▶ [WHAT YOU SHOULD DO] Only one portion of the data is to be written out: from the line bearing "Check that every instance of the bottle" through the line bearing "Check that every instance of the thumb". Write it exactly as it appears.

----

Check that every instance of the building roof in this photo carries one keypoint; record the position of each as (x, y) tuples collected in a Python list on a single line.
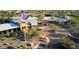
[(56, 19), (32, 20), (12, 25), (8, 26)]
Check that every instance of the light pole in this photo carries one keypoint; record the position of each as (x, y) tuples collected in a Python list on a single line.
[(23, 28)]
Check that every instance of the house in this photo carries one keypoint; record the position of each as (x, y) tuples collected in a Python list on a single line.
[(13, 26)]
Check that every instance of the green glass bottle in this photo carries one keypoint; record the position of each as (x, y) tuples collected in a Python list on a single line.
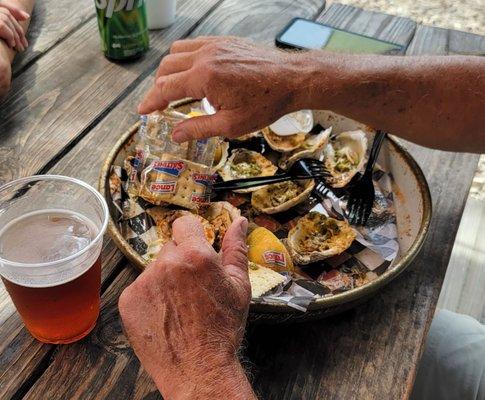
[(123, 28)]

----

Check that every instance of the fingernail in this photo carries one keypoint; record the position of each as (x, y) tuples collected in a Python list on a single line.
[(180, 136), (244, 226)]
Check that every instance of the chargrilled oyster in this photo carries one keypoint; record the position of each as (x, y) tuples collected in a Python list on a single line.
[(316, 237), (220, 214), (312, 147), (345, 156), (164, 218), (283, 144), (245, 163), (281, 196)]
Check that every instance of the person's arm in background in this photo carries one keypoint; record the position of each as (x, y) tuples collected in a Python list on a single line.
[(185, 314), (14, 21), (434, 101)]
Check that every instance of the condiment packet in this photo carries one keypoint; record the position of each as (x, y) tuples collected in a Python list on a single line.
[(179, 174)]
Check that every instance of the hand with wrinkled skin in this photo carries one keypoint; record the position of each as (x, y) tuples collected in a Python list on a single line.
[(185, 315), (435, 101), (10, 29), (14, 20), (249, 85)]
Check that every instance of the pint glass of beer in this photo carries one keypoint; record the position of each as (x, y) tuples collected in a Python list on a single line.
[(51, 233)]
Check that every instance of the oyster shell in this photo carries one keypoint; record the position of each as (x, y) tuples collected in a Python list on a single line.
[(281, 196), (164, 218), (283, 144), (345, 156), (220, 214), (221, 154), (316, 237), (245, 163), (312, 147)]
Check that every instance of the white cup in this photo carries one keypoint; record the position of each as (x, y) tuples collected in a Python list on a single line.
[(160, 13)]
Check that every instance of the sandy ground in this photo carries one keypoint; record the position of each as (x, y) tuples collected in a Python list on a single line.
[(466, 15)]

----

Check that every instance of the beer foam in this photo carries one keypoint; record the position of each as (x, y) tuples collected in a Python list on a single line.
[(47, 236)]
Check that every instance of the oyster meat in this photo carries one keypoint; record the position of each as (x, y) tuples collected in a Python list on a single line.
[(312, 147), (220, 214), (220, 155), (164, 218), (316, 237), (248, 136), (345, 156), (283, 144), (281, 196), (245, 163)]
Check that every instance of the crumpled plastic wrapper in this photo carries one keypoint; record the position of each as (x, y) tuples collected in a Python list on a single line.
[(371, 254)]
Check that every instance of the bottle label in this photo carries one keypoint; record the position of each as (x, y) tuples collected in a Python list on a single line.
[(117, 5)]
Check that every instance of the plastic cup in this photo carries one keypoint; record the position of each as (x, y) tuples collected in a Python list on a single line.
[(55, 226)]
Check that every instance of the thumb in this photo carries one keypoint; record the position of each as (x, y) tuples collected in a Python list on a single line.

----

▶ [ANSWER AREA]
Check that every instance of the bottle label in this photo carries one keypoint; record the position of each as (x, y) tuples collected in a Python list on a single line.
[(117, 5)]
Check that every instance of the plastic cup in this photo carries one keypoint; record the position of each as (x, y) tuples collected in a Python list on a single line.
[(55, 226)]
Check that every instance of the thumb in this photo carries one keypoint; record the position of each as (x, y) tuples collected in a Python list on a single line.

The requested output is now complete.